▶ _Excerpted data_:
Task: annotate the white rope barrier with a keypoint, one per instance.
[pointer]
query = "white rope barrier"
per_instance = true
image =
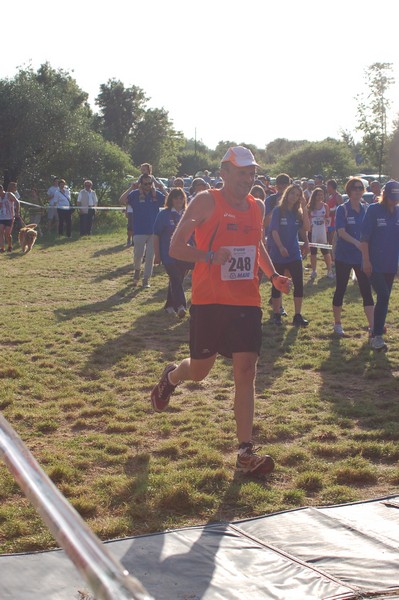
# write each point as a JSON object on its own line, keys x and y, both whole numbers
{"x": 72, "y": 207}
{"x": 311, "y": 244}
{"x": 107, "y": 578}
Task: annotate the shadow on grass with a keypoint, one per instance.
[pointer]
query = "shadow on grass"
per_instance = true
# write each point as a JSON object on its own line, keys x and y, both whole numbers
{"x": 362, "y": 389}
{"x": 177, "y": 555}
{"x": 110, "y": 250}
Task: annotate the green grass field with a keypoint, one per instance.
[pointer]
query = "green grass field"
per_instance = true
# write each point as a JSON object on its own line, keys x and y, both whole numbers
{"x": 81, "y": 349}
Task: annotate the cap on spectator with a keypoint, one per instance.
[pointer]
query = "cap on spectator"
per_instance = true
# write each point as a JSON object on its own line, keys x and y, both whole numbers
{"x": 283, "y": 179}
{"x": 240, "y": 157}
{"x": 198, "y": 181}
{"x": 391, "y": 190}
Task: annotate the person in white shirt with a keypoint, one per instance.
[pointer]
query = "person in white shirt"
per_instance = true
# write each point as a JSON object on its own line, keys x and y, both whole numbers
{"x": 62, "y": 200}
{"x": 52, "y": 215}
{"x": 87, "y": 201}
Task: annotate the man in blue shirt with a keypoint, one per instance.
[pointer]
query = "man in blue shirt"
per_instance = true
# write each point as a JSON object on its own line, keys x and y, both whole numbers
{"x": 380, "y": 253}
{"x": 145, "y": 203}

...

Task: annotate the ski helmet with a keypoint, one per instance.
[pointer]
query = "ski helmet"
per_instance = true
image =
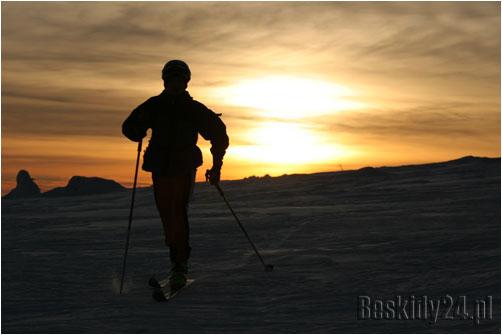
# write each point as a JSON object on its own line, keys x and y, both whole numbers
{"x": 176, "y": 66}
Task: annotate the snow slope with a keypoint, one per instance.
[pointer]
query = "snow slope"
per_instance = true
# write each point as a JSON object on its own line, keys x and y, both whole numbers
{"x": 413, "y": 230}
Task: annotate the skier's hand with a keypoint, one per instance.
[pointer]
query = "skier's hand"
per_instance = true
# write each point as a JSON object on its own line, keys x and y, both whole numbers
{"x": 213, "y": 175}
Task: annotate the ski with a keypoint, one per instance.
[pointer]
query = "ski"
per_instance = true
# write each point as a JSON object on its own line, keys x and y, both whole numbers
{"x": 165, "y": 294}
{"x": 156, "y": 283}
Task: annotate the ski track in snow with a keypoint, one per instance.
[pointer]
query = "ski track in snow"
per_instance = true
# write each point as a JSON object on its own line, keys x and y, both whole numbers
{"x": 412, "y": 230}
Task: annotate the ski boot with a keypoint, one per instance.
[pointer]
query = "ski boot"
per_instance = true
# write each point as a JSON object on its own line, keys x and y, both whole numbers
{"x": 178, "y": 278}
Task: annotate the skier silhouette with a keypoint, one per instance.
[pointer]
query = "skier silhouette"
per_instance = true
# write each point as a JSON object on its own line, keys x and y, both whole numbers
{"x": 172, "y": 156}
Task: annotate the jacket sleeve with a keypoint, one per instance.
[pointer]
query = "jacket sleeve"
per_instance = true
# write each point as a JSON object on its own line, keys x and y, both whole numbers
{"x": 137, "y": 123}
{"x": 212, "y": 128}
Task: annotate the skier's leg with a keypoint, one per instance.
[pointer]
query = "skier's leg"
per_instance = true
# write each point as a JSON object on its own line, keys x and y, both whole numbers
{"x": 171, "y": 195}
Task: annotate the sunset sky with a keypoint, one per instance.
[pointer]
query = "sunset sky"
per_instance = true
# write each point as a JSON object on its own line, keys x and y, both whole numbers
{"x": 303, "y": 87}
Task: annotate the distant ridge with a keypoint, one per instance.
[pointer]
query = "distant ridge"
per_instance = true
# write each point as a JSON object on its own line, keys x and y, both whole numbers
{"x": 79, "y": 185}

==

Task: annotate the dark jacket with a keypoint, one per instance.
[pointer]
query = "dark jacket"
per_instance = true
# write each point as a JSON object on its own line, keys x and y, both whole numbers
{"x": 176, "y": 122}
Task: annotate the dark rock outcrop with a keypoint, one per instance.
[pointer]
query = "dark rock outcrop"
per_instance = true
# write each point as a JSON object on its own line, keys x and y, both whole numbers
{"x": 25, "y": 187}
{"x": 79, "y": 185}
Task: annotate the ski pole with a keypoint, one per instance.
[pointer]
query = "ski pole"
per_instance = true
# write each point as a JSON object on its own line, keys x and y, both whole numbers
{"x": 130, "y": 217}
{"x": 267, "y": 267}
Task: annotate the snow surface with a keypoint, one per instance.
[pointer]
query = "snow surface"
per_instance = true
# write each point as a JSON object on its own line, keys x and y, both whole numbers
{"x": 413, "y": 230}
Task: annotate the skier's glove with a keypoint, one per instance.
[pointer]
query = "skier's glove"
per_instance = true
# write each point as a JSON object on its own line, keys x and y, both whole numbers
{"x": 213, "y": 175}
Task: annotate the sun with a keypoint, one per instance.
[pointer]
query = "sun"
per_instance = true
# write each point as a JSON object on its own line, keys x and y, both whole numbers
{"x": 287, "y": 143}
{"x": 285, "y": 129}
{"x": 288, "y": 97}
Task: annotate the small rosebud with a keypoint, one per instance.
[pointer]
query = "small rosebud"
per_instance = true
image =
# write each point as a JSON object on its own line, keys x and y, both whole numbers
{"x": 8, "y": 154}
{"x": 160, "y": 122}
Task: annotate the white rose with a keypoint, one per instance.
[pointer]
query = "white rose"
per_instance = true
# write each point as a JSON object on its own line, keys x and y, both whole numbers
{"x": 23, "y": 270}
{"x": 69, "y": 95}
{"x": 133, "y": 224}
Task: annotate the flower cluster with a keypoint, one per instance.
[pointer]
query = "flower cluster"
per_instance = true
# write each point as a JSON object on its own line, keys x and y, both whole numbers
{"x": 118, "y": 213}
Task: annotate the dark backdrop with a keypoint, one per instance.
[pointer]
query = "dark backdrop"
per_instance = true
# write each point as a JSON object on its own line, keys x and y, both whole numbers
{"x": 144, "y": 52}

▶ _Written task_: Collect every line in the records that contains the word "shadow", matching case exactly.

▶ _Right answer_:
Task: annotate the shadow on grass with a keypoint, one per instance.
query = "shadow on grass"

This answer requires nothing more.